Written instruction: Render every line of the records below as a numbered list, omitting any blank lines.

Coordinate labeling records:
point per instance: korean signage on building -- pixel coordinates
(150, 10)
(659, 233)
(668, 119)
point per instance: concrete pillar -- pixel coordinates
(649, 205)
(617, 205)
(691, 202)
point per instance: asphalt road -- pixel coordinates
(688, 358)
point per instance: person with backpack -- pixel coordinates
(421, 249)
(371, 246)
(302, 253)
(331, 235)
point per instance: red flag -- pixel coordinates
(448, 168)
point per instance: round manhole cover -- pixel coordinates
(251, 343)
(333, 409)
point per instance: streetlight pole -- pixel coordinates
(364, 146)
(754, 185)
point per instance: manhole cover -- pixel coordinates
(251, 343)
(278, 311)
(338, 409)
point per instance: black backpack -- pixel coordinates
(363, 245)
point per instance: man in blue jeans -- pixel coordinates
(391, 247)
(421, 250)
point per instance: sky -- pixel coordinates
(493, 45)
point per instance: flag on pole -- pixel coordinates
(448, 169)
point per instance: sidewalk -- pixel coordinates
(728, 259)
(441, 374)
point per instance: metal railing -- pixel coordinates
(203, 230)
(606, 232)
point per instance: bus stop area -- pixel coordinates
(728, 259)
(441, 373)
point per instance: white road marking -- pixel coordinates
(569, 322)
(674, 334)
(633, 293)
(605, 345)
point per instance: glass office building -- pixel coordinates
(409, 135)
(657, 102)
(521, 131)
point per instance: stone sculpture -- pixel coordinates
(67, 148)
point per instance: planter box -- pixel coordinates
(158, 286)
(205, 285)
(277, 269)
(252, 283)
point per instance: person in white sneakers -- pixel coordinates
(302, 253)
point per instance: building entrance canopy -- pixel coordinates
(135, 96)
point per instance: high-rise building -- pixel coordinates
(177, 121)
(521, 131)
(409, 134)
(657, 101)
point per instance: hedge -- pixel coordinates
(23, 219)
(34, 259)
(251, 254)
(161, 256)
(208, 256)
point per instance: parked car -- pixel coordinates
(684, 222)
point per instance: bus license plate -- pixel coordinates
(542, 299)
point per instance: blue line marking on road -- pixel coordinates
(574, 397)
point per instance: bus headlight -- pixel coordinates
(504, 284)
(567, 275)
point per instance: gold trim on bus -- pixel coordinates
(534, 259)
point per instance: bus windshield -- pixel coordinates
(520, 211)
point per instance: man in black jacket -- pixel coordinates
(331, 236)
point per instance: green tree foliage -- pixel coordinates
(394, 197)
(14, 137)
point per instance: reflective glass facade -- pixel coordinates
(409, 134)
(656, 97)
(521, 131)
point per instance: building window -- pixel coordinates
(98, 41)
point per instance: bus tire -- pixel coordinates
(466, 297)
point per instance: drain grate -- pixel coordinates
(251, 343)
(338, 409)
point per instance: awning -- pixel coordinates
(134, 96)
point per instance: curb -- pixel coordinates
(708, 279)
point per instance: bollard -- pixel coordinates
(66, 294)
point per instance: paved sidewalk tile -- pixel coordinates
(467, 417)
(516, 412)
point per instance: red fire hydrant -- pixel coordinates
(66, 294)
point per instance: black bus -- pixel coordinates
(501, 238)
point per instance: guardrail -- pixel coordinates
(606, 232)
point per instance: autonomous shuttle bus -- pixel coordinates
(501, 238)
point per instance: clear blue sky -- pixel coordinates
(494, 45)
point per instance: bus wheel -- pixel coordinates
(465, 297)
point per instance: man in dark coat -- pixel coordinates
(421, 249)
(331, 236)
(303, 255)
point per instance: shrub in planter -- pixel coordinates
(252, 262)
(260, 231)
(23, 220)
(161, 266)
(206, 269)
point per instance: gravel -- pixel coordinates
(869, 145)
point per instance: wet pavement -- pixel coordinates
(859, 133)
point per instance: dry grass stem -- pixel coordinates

Output of the exercise:
1. point per instance: korean signage on building -- pixel coordinates
2. (150, 10)
3. (659, 233)
4. (668, 119)
5. point per instance: concrete pillar -- pixel coordinates
6. (649, 205)
7. (617, 205)
8. (691, 202)
9. point per instance: asphalt road -- pixel coordinates
10. (688, 358)
11. point per instance: person with backpack -- pixel coordinates
12. (421, 249)
13. (371, 246)
14. (302, 253)
15. (331, 235)
16. point per instance: red flag -- pixel coordinates
17. (448, 168)
18. point per instance: round manhole cover -- pixel coordinates
19. (251, 343)
20. (333, 409)
21. point per instance: streetlight pole -- pixel coordinates
22. (364, 146)
23. (754, 185)
24. point per instance: manhole cover -- pixel coordinates
25. (251, 343)
26. (278, 311)
27. (338, 409)
28. point per instance: black backpack -- pixel coordinates
29. (363, 245)
30. point per instance: man in blue jeans -- pixel coordinates
31. (391, 247)
32. (421, 250)
33. point per instance: sky -- pixel coordinates
34. (493, 45)
35. point per instance: flag on pole -- pixel coordinates
36. (448, 169)
37. point per instance: sidewalk -- pixel coordinates
38. (728, 259)
39. (441, 374)
40. point per instance: metal railing -- pixel coordinates
41. (203, 230)
42. (606, 232)
43. point per instance: bus stop area -- pixel coordinates
44. (728, 259)
45. (441, 373)
46. point per instance: white road marking -- pixel coordinates
47. (569, 322)
48. (674, 334)
49. (633, 293)
50. (605, 345)
51. point per instance: glass office building -- pixel coordinates
52. (409, 135)
53. (657, 102)
54. (521, 131)
55. point per instance: stone sculpture -- pixel coordinates
56. (67, 148)
57. point per instance: planter box -- pixel coordinates
58. (158, 286)
59. (205, 285)
60. (277, 269)
61. (252, 283)
62. point per instance: person in white sneakers -- pixel coordinates
63. (302, 253)
64. point per instance: building entrance canopy -- pixel coordinates
65. (135, 96)
66. point per instance: high-rise building -- pixel coordinates
67. (177, 121)
68. (521, 131)
69. (409, 134)
70. (657, 101)
71. point per instance: hedge -- pixel coordinates
72. (23, 219)
73. (34, 259)
74. (251, 254)
75. (161, 256)
76. (208, 256)
77. point per instance: parked car -- pixel coordinates
78. (684, 222)
79. point per instance: bus license plate -- pixel coordinates
80. (542, 299)
81. point per instance: blue line marking on road -- pixel coordinates
82. (574, 397)
83. point per instance: bus headlight -- pixel coordinates
84. (504, 284)
85. (567, 275)
86. point per instance: gold trim on bus -- pixel coordinates
87. (534, 259)
88. point per instance: bus windshield -- pixel coordinates
89. (520, 211)
90. point per instance: man in black jacket -- pixel coordinates
91. (331, 236)
92. point per instance: green tree foliage -- pixel coordinates
93. (394, 197)
94. (14, 137)
95. point per instance: reflective glass facade -- pixel coordinates
96. (409, 134)
97. (656, 97)
98. (521, 131)
99. point per instance: building window -- pixel coordinates
100. (98, 41)
101. point per instance: bus tire -- pixel coordinates
102. (466, 297)
103. point per instance: drain grate -- pixel coordinates
104. (251, 343)
105. (338, 409)
106. point per instance: awning -- pixel coordinates
107. (134, 96)
108. point per instance: curb -- pixel coordinates
109. (708, 279)
110. point per instance: bollard -- pixel coordinates
111. (66, 294)
112. point per instance: paved sidewalk tile -- pixel coordinates
113. (467, 417)
114. (516, 412)
115. point per instance: red fire hydrant -- pixel coordinates
116. (66, 294)
117. point per instance: black bus -- pixel coordinates
118. (501, 238)
119. point per instance: guardrail -- pixel coordinates
120. (606, 232)
121. point per instance: autonomous shuttle bus -- pixel coordinates
122. (501, 238)
123. point per instance: clear blue sky -- pixel coordinates
124. (494, 45)
125. point per instance: bus wheel -- pixel coordinates
126. (465, 297)
127. point per instance: man in dark coat -- pixel coordinates
128. (421, 249)
129. (331, 236)
130. (303, 255)
131. point per instance: shrub in planter -- pixel coordinates
132. (252, 262)
133. (260, 231)
134. (23, 220)
135. (161, 266)
136. (206, 269)
137. point per instance: gravel -- pixel coordinates
138. (869, 145)
139. point per instance: wet pavement -- pixel coordinates
140. (859, 133)
141. point per instance: dry grass stem -- pixel coordinates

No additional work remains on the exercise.